= Items listed in a dataset =
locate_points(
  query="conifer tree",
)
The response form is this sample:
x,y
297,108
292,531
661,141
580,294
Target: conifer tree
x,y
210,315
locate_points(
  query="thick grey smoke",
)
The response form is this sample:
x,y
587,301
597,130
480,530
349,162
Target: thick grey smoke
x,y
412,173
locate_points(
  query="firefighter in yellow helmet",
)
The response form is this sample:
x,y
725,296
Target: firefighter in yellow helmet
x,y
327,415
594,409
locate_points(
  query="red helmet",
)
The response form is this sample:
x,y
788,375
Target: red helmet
---
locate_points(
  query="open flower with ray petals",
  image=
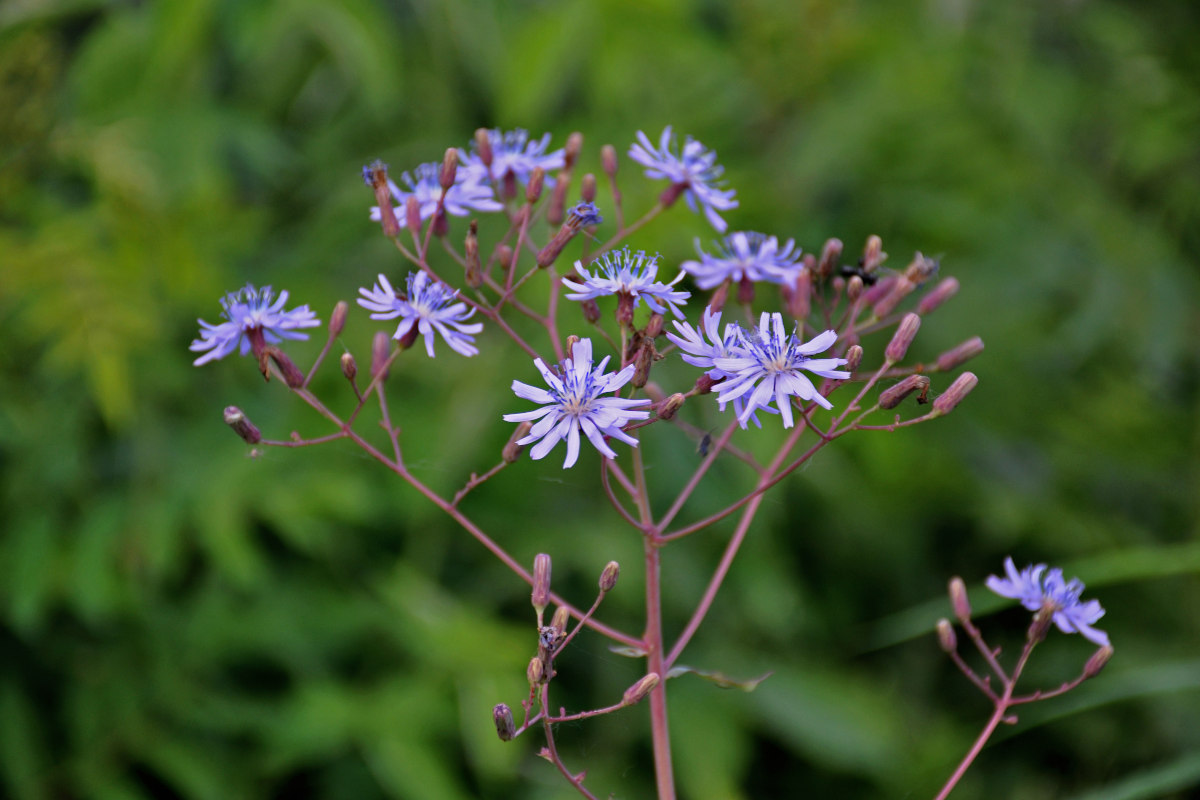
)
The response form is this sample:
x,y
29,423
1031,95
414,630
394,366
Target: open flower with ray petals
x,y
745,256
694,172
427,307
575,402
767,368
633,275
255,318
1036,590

= TO DO =
Copy out the lines above exactly, beginning at the one that contains "Target: thick grey smoke" and ending at the one that contains "Target: red helmet".

= SOLVED EXERCISE =
Target: thick grey smoke
x,y
412,173
locate_points(
  query="firefighter in yellow helmet",
)
The response form is this sample:
x,y
725,296
Target: firefighter in yellow helmet
x,y
327,415
594,409
locate_points(
  query="red helmet",
)
The response form is this sample:
x,y
788,375
Target: red helmet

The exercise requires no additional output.